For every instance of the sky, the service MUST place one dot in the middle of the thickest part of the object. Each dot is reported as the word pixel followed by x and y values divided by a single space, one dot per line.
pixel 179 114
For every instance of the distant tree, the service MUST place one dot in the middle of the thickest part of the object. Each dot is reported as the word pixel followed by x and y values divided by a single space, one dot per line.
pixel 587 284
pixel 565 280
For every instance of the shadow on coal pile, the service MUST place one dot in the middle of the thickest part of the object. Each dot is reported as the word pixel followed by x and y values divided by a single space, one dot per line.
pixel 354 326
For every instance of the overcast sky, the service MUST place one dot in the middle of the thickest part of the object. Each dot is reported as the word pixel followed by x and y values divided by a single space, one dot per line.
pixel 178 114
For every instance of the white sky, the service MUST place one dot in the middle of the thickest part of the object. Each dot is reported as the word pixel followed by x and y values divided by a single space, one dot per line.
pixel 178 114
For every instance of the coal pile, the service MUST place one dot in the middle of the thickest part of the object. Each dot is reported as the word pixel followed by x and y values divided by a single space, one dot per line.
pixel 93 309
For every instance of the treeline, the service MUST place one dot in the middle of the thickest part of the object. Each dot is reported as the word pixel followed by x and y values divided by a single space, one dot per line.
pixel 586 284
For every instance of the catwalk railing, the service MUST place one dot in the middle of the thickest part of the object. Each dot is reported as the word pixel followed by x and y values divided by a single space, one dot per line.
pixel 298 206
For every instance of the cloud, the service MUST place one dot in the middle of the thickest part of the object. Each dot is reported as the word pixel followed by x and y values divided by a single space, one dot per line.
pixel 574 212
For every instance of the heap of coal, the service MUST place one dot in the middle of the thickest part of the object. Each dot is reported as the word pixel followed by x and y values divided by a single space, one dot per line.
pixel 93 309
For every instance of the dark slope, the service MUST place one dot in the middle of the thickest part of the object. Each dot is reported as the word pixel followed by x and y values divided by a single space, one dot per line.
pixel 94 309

^^^^^^^^

EXERCISE GOAL:
Copy out the entire listing again, word for word.

PROBLEM SOLUTION:
For every instance of the sky, the service MUST place one dot in the middle of the thickest part of the object. Each dot is reported as the word pixel followed by x and y values divided by a single space, one dot per line.
pixel 179 114
For every instance of the distant tree, the service MUST place one dot in the middle of the thickest part of the object. Each dot is reported as the word pixel followed by x and y values divided by a single space, one dot per line.
pixel 587 284
pixel 565 280
For every instance of the shadow on coal pile, the service MUST place one dot in the middle of the thickest part of the object. Each dot is reported as the word pixel followed by x and y values divided by a single space, one dot per line.
pixel 354 326
For every instance of the overcast sky, the service MUST place one dot in the middle of the thickest part of the object. Each dot is reported as the word pixel followed by x and y values divided by a single space, one dot per line.
pixel 178 114
For every instance of the white sky, the service MUST place one dot in the middle of the thickest part of the object. Each dot is reported as the word pixel followed by x and y values divided by a single space, one dot per line.
pixel 178 114
For every instance of the coal pile, the service MUST place one dot in the middle of the thickest part of the object. Each dot is reported as the word pixel followed by x and y values divided by a single space, one dot per line.
pixel 93 309
For every instance of the treeline, the service MUST place one dot in the middle of the thickest part of the object. Each dot is reported as the word pixel followed by x and y values divided by a single space, one dot per line.
pixel 586 284
For every instance of the catwalk railing, the service MUST place one dot in the middle of the thickest part of the object. Each dot is reported as the word pixel followed by x and y values divided by a single space, one dot per line.
pixel 298 206
For every instance of the cloud, the service MUST place one dot in the middle of the thickest part of the object. Each dot is reported as the word pixel followed by x and y values divided by a single space, one dot per line.
pixel 574 212
For every instance of the heap of coal, the service MUST place one dot in the middle of the thickest part of the object. Each dot is reported as the word pixel followed by x and y values divided by a single space, one dot per line.
pixel 93 309
For every instance of the dark slope, the service MUST place one dot in the middle of the thickest part of the object. Each dot is reported as the word pixel followed by x and y values divided by a single space, one dot per line.
pixel 94 309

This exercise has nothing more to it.